_WHAT TO PRODUCE_.
Starting at the line that contains "Guideline: the keypoint for each instance of the puppet head" and running through the end of the data, write those lines out again, substituting "red t-shirt" for "orange t-shirt" and leaving everything else unchanged.

(Data rows on where objects appear)
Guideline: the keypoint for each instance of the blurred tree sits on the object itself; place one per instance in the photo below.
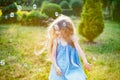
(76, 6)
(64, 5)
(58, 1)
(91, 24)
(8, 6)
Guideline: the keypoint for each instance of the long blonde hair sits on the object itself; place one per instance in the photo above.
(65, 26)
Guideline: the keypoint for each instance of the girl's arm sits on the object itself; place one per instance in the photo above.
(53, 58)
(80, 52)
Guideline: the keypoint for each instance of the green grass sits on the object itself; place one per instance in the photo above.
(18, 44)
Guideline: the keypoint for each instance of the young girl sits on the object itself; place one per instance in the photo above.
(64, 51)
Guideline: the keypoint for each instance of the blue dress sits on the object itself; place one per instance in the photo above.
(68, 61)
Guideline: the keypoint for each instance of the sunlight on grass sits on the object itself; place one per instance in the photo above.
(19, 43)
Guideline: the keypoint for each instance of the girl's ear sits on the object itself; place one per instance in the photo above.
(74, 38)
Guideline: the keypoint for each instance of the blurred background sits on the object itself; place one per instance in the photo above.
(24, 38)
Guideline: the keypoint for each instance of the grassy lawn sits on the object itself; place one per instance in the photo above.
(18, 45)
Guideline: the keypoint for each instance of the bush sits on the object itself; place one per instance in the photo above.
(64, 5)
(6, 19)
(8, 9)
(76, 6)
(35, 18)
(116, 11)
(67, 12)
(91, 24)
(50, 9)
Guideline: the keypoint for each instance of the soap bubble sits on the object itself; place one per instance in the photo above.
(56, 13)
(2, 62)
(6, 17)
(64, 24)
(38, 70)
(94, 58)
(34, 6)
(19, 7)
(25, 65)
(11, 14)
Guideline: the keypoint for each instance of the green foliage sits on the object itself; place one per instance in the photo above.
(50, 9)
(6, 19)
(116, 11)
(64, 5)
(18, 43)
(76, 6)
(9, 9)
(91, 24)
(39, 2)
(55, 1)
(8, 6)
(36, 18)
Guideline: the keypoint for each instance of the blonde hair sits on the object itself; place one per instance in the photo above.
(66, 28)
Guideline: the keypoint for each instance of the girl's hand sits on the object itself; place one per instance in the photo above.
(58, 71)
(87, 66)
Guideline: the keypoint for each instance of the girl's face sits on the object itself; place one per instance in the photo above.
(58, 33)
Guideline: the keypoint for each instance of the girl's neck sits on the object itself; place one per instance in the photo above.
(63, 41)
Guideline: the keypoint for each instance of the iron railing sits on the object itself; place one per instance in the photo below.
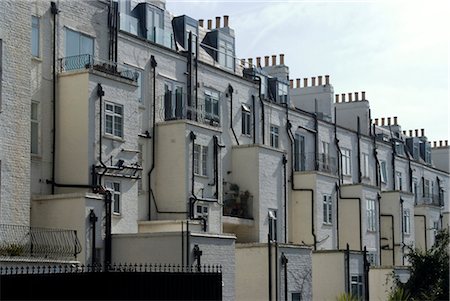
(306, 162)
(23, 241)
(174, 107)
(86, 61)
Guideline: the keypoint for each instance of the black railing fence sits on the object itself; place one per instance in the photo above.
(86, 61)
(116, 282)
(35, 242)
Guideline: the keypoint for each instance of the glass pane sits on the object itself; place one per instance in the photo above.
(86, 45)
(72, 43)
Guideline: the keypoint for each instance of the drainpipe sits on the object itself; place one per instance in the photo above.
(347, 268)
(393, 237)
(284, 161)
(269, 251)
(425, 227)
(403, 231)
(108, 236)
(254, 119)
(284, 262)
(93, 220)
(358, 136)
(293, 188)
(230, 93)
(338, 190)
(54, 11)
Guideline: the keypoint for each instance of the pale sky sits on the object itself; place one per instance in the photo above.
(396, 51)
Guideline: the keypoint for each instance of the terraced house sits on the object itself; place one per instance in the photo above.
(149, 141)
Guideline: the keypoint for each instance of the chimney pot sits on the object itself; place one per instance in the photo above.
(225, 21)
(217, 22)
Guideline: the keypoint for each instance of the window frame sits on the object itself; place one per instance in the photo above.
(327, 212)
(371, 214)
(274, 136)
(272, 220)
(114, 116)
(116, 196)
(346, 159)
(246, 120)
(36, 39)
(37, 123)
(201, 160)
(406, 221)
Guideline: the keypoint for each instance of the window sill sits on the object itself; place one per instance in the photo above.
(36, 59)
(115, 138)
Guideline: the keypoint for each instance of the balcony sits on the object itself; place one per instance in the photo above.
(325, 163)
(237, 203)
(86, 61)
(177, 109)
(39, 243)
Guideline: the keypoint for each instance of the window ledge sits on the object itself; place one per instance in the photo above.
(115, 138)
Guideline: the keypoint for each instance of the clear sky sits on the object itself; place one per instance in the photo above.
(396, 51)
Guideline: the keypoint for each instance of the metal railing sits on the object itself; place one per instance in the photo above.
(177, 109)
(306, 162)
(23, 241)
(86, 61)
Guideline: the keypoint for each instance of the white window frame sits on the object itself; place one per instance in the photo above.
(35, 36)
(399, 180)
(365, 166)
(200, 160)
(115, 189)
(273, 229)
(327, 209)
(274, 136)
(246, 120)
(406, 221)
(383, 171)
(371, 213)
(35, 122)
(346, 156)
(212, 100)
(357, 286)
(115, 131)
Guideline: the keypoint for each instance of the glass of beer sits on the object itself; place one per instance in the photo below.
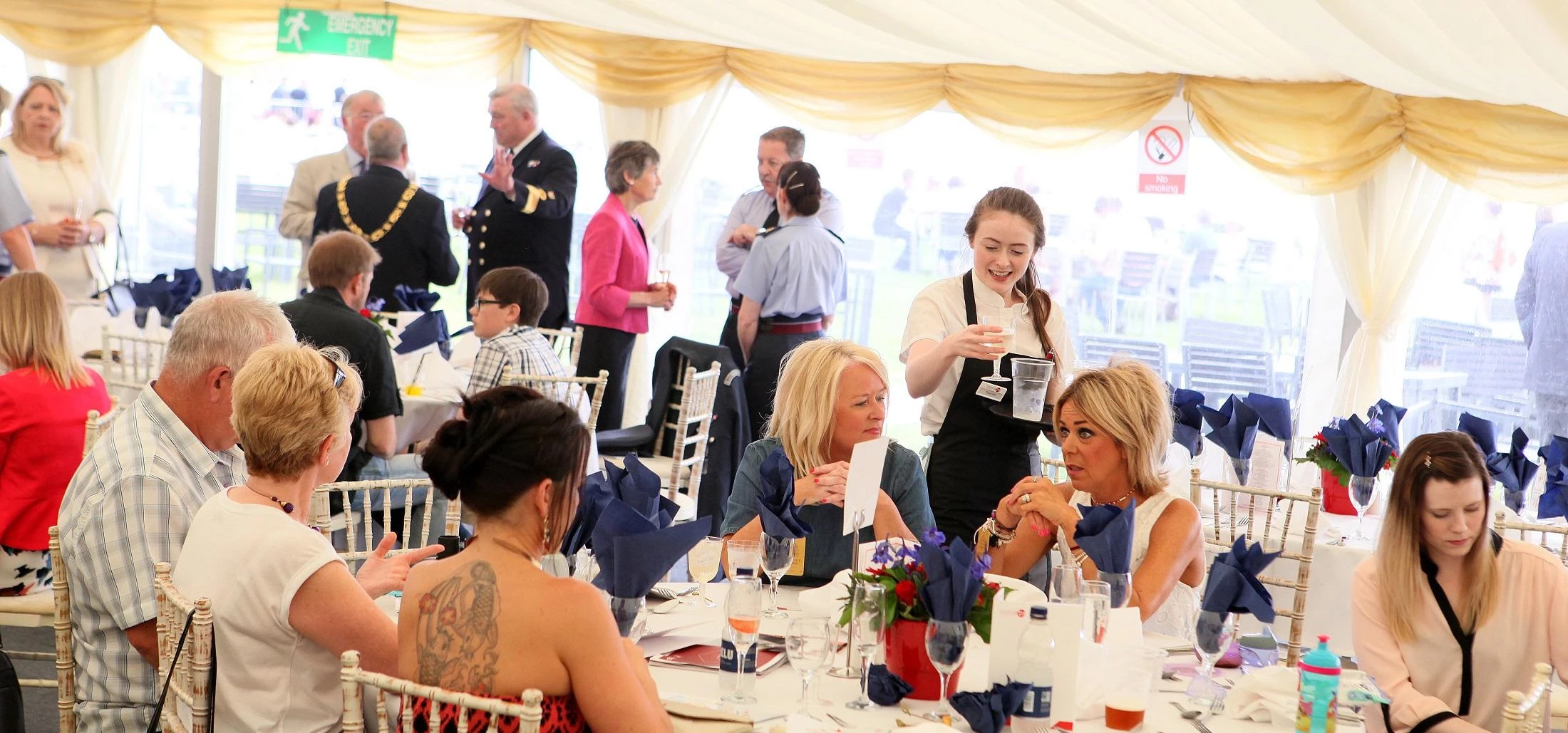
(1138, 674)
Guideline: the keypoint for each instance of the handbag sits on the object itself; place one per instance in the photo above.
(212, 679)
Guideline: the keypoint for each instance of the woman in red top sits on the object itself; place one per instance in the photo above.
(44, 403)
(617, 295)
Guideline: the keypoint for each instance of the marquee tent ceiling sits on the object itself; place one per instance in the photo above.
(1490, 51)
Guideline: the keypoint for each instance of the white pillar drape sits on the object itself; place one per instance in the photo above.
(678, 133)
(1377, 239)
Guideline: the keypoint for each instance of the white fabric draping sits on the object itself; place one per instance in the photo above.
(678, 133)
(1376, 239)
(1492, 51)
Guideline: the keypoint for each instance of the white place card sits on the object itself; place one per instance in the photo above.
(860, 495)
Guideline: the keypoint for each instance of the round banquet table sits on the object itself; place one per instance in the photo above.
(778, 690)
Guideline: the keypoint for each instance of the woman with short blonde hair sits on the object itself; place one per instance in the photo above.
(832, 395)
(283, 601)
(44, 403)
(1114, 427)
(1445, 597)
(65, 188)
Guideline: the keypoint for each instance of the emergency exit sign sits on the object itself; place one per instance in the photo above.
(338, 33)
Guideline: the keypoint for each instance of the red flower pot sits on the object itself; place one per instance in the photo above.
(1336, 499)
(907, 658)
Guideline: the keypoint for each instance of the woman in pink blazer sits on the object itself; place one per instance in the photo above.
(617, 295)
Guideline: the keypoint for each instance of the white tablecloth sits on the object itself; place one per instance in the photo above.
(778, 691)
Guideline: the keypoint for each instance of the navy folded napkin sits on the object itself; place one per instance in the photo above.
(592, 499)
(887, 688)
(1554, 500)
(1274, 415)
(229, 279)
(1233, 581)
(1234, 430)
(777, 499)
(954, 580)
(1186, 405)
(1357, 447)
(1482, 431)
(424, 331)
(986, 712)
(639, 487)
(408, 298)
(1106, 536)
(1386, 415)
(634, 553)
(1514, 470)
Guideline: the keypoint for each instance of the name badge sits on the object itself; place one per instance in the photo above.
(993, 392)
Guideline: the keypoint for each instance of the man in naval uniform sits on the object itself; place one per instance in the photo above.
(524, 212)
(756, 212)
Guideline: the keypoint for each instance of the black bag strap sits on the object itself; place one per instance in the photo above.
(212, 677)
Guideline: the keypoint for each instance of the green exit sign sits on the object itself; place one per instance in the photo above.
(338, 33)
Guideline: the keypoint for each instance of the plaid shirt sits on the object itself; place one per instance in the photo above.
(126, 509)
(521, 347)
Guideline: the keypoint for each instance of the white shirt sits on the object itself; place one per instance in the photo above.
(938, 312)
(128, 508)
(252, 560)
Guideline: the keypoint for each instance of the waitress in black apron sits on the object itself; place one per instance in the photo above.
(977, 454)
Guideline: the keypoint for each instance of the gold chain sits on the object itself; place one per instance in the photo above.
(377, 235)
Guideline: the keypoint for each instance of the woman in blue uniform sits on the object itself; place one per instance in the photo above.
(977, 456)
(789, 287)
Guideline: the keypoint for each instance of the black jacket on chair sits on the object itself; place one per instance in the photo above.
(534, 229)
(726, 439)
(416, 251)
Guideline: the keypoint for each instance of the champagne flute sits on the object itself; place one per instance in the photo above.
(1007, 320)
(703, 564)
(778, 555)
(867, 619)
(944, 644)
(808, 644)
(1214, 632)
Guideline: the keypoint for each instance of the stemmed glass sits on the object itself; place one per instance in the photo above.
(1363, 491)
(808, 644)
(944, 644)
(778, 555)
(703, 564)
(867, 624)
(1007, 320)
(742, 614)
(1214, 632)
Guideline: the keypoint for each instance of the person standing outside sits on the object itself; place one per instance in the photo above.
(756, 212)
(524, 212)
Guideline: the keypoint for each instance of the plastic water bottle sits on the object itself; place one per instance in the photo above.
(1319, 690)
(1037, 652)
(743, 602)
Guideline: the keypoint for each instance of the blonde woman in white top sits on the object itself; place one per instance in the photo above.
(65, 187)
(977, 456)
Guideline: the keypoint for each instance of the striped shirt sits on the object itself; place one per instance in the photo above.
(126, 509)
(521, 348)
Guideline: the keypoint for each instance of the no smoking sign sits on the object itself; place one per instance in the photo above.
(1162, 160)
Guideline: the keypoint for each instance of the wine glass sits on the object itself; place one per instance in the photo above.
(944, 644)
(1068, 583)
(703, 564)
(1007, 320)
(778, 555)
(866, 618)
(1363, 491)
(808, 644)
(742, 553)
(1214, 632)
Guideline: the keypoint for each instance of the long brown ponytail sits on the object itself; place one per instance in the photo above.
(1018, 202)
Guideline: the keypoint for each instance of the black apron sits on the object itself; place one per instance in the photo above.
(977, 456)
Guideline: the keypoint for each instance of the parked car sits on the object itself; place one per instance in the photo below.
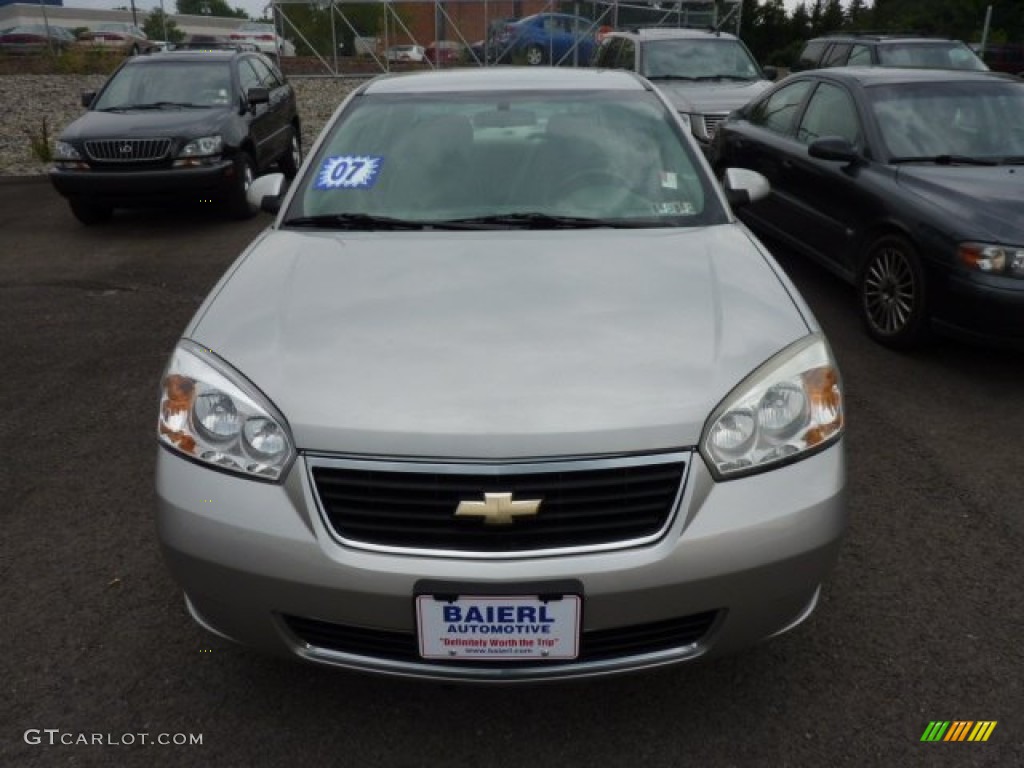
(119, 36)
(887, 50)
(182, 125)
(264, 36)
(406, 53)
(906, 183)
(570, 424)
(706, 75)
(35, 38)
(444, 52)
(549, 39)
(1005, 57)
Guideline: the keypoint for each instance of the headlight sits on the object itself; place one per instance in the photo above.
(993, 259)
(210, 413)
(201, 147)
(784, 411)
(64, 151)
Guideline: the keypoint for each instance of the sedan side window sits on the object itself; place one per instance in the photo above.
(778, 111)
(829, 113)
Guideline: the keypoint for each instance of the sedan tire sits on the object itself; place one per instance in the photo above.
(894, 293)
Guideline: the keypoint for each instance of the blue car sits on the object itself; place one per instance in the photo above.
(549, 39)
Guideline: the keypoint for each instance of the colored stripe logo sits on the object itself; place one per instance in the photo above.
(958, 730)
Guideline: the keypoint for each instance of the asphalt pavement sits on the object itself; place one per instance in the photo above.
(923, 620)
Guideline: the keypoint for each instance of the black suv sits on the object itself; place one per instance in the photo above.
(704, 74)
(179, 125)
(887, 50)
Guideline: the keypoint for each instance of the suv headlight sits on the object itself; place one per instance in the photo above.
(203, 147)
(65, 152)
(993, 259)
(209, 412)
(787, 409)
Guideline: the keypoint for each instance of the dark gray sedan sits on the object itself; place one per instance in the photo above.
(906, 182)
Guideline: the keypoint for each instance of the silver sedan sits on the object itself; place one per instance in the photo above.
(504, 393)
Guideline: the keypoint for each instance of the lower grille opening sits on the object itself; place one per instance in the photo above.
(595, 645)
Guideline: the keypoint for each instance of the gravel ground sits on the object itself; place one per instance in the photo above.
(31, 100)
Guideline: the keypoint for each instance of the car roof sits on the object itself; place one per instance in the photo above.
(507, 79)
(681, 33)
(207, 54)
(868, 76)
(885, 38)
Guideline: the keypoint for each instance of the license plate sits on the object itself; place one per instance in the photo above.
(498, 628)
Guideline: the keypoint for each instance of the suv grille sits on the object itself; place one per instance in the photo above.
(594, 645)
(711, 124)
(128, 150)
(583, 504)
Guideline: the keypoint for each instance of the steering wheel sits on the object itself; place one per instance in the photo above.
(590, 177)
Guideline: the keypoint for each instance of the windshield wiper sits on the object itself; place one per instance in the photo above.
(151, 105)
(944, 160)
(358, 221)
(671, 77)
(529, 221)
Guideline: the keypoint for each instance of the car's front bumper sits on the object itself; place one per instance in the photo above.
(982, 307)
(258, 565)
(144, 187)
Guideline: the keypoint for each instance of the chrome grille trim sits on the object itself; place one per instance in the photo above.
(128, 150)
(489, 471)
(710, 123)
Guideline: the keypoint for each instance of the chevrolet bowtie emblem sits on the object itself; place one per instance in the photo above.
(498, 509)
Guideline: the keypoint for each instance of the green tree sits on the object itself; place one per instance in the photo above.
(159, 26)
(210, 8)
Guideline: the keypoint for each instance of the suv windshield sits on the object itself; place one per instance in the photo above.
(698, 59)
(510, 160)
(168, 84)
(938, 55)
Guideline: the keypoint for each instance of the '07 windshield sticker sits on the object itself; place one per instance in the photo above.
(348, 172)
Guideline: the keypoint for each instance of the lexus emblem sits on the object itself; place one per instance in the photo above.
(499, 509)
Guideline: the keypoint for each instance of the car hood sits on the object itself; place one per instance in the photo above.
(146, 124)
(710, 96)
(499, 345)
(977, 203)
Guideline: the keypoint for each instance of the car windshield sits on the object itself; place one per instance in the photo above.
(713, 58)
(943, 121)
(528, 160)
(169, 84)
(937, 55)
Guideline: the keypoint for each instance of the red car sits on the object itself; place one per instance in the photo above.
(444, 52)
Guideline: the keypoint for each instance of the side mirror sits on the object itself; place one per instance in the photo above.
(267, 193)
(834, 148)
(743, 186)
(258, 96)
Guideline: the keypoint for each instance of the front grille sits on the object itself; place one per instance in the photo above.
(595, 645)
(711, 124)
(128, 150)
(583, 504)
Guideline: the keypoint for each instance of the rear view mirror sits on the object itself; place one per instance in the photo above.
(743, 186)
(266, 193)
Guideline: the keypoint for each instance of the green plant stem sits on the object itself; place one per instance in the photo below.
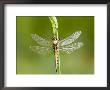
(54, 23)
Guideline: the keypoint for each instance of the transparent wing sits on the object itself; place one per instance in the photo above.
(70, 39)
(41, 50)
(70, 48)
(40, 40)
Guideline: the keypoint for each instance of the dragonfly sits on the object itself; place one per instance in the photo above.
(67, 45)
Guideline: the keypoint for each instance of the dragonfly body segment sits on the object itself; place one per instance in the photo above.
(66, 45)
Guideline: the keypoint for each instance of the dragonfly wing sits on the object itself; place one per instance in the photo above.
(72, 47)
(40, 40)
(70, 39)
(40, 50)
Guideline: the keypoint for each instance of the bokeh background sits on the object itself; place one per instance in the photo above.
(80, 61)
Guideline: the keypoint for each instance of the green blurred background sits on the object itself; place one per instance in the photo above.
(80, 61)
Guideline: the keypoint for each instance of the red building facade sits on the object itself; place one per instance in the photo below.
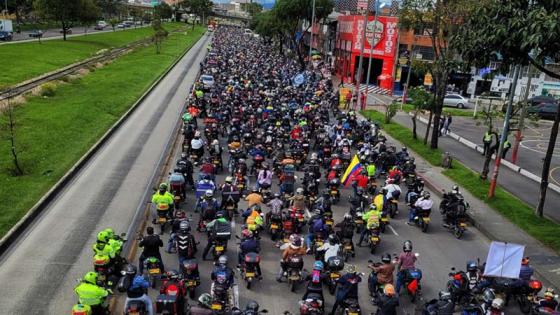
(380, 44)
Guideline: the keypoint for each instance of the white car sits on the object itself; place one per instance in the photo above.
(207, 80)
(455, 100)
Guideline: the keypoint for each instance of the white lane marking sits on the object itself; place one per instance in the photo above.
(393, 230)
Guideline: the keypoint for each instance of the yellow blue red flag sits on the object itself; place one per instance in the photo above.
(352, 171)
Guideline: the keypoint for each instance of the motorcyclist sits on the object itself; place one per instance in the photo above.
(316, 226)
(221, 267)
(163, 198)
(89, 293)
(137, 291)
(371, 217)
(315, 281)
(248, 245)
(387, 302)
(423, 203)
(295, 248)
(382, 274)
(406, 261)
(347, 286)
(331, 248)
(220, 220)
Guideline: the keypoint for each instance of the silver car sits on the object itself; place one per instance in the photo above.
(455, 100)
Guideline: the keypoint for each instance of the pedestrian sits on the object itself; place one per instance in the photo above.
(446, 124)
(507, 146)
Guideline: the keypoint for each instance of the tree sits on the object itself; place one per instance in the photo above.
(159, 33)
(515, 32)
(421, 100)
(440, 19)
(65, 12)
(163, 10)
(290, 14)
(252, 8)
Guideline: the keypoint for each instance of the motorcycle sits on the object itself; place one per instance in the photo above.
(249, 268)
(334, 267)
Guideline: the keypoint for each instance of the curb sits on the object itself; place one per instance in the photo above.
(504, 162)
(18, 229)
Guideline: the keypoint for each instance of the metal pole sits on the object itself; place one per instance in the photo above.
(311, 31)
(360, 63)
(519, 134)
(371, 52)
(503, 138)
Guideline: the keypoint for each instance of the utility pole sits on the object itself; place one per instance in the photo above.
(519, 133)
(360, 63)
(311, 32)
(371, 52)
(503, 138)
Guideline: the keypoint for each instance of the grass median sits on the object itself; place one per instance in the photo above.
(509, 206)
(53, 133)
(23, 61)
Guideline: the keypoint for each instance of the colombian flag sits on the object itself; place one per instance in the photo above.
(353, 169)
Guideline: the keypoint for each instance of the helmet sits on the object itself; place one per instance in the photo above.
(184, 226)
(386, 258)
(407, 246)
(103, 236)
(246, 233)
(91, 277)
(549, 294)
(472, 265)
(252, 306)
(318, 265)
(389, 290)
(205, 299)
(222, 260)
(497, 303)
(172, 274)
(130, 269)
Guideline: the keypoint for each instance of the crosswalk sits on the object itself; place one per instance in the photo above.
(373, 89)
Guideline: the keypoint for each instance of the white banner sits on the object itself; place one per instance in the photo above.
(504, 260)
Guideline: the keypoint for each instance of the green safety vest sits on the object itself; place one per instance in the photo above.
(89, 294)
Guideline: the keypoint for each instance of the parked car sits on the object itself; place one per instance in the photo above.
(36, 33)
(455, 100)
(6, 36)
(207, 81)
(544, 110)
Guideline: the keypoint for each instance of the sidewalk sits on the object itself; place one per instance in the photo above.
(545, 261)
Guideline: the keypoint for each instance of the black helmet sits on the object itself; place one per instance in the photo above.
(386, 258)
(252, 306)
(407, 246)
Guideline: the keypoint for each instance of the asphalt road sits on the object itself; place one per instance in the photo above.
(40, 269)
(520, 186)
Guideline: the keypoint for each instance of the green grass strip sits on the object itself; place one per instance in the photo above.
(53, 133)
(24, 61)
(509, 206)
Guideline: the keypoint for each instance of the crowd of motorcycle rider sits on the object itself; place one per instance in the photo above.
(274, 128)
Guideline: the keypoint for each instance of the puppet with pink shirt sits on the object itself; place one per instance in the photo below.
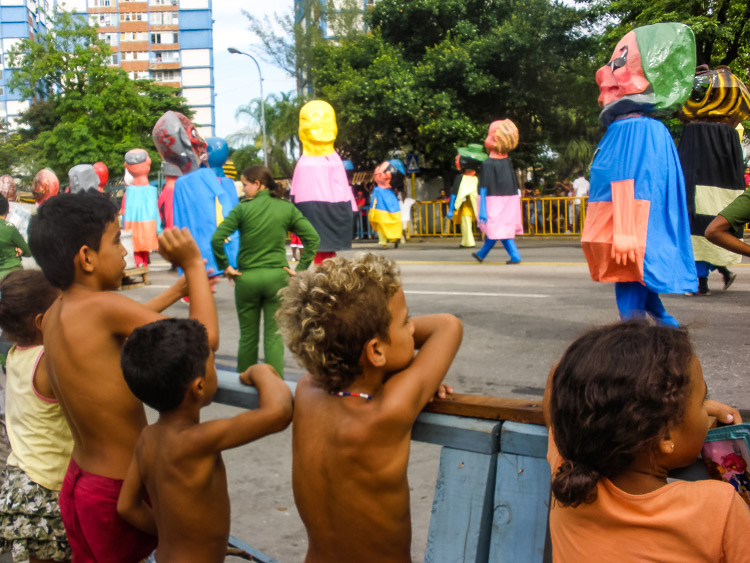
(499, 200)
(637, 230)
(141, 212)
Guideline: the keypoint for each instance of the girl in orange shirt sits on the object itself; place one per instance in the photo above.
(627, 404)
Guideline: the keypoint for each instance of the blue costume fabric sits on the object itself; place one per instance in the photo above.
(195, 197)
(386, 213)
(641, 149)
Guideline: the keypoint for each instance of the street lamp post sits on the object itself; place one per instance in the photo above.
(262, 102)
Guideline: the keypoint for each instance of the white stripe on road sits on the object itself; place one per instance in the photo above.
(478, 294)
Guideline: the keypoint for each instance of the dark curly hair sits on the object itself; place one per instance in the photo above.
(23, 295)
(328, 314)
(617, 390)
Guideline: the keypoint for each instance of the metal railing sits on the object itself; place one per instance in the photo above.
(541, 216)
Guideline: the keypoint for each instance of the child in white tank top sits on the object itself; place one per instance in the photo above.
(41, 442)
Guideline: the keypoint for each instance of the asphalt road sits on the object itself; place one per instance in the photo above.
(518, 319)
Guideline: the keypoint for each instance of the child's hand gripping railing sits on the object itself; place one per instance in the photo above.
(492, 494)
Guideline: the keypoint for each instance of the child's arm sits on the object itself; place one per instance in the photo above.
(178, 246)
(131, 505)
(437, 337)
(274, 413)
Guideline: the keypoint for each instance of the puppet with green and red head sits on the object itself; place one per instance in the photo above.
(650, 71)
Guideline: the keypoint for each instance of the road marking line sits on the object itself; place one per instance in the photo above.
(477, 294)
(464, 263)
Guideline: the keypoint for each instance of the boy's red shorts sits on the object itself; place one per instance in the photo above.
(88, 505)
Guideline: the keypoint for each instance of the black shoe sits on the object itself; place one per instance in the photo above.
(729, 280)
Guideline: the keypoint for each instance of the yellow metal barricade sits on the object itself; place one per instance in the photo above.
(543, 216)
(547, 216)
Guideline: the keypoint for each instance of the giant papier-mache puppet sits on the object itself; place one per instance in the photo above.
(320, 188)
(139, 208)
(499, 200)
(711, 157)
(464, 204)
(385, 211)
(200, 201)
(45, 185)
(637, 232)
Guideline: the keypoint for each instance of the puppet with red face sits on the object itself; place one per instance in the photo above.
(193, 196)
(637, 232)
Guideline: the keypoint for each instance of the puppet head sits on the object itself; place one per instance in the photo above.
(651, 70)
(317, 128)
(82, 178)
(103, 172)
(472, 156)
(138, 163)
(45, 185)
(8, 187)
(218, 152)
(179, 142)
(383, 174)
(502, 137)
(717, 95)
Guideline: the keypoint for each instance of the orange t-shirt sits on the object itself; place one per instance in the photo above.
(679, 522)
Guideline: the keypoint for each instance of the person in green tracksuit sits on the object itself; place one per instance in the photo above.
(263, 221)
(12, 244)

_ANSWER BELOW_.
Guideline: the keypoint for each instance of the puppet head sits on the object itself; place one per instance in the photo above.
(651, 70)
(317, 128)
(82, 178)
(103, 172)
(472, 156)
(138, 163)
(45, 185)
(8, 187)
(218, 152)
(179, 142)
(383, 174)
(502, 137)
(717, 95)
Guideline: the keypoint for each instance of the red t-shirt sits on the object itself; place one per instance in the photo above.
(679, 522)
Guideline: the keypoint for each instance of the person in green tracksuit sits on the object itself; place one per instance in the photo above.
(263, 221)
(12, 244)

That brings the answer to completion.